*Reading text:*
⁂

Friday, February 4, 2011

Wonderful Movies II: "Miss Firecracker"


“Miss Firecracker” (1989, Corsair Pictures) is based on the 1980 play by Beth Henley, “The Miss Firecracker Contest” and it is, like the play, I suspect, somewhat flawed. You have the sense, by the end, that either it doesn’t fall together entirely satisfactorily, or that it’s all been tied up a bit too neatly. But the film’s penultimate image – Holly Hunter watching the fireworks from the run-down local planetarium in her hometown of Brookhaven, Mississippi, acknowledging that maybe what’s more important in life than winning beauty contests is attainment of spiritual grace – gets me every time. “Gosh, it’s a nice night,” she says. I’m puddling up just writing this.

⁂

*Requirements:*
Answer these questions using the film review.
(a) In what year was the film released, and by which company?
(b) What is the title of the play the film is based on?
(c) From what place does Holly Hunter watch the fireworks in the film's penultimate image?
The data that follows comes from a separate source unrelated to the film review.

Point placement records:
⁂

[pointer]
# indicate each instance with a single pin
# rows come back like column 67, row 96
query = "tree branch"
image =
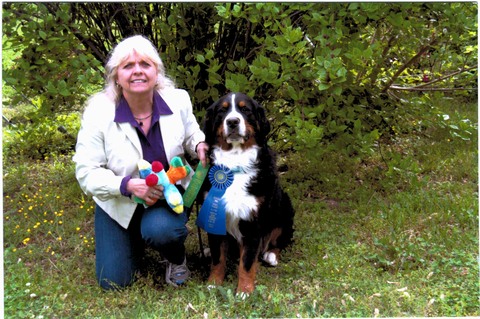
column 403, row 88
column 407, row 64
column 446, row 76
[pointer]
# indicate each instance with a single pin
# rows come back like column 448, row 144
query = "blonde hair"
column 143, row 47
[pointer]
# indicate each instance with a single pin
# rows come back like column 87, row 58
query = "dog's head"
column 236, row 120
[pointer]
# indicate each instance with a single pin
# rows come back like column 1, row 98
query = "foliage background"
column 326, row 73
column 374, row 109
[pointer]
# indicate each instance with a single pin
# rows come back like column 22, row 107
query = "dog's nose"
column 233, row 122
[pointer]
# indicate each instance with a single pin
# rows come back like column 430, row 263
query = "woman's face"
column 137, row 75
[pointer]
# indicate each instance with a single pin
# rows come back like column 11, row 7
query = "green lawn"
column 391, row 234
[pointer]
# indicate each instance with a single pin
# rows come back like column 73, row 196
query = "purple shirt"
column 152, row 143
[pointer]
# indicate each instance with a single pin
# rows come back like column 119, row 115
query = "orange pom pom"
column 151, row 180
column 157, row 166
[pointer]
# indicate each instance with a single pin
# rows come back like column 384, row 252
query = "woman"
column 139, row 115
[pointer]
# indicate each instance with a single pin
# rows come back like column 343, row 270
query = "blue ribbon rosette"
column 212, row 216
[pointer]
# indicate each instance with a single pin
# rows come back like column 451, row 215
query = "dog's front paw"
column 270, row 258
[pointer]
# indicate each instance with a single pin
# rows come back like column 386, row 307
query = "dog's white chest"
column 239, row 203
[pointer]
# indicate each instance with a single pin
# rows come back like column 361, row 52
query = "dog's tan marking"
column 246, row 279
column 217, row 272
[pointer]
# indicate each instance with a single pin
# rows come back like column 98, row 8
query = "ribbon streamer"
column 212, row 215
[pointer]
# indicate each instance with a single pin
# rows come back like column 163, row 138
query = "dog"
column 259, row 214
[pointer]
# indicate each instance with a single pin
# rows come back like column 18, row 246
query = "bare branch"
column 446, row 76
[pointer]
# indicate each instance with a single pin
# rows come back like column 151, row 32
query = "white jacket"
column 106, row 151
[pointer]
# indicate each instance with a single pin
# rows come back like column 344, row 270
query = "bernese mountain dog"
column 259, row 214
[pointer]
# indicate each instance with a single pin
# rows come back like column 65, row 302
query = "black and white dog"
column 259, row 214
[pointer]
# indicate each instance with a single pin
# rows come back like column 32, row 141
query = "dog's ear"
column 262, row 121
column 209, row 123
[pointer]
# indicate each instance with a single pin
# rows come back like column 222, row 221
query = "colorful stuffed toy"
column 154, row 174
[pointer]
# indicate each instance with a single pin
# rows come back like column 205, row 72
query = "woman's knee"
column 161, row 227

⁂

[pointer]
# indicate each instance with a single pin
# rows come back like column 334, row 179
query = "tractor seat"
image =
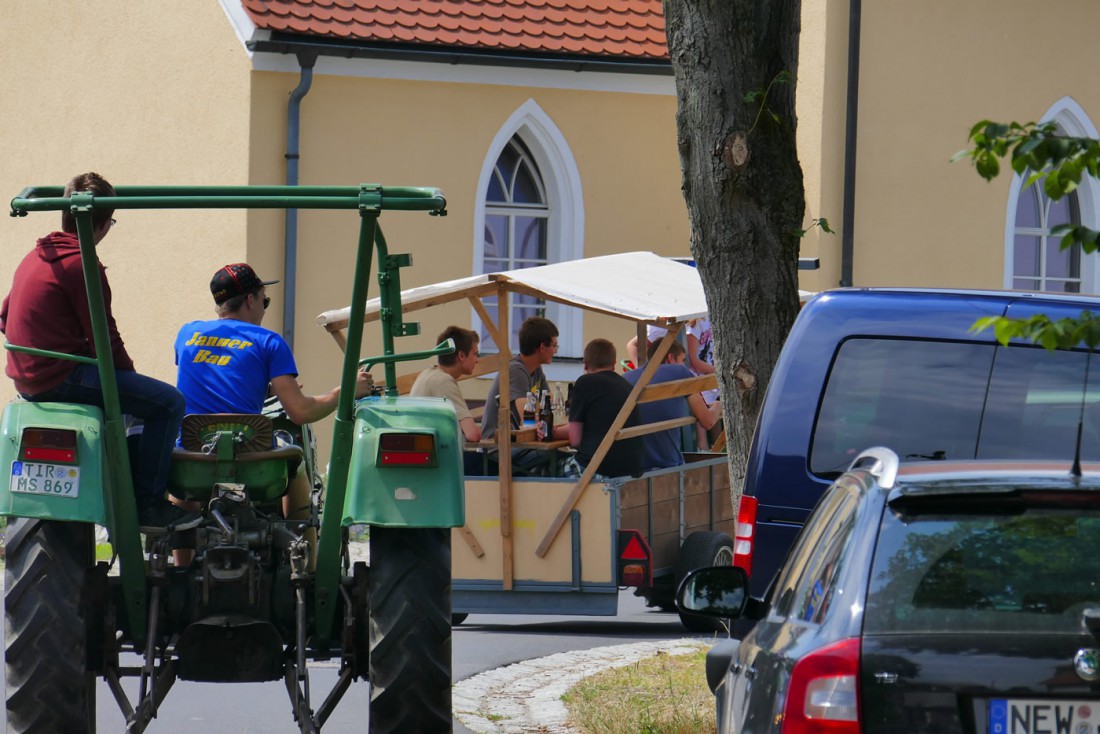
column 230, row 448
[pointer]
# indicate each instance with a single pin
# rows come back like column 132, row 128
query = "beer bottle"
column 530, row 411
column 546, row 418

⁂

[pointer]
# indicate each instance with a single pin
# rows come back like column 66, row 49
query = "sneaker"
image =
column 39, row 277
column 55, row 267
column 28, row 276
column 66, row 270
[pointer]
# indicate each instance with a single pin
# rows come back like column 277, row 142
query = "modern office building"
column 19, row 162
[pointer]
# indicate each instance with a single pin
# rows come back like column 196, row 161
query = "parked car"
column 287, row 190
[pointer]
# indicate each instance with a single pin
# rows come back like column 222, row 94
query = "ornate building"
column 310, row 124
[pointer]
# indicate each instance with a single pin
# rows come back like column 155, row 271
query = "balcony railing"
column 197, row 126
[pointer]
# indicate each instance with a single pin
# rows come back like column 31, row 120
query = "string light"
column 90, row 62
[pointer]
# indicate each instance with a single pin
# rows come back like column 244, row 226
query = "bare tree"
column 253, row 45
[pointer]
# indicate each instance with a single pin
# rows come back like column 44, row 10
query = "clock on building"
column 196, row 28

⁂

*Output of the exercise:*
(a) 1989, by Corsair Pictures.
(b) "The Miss Firecracker Contest."
(c) From the run-down local planetarium in her hometown of Brookhaven, Mississippi.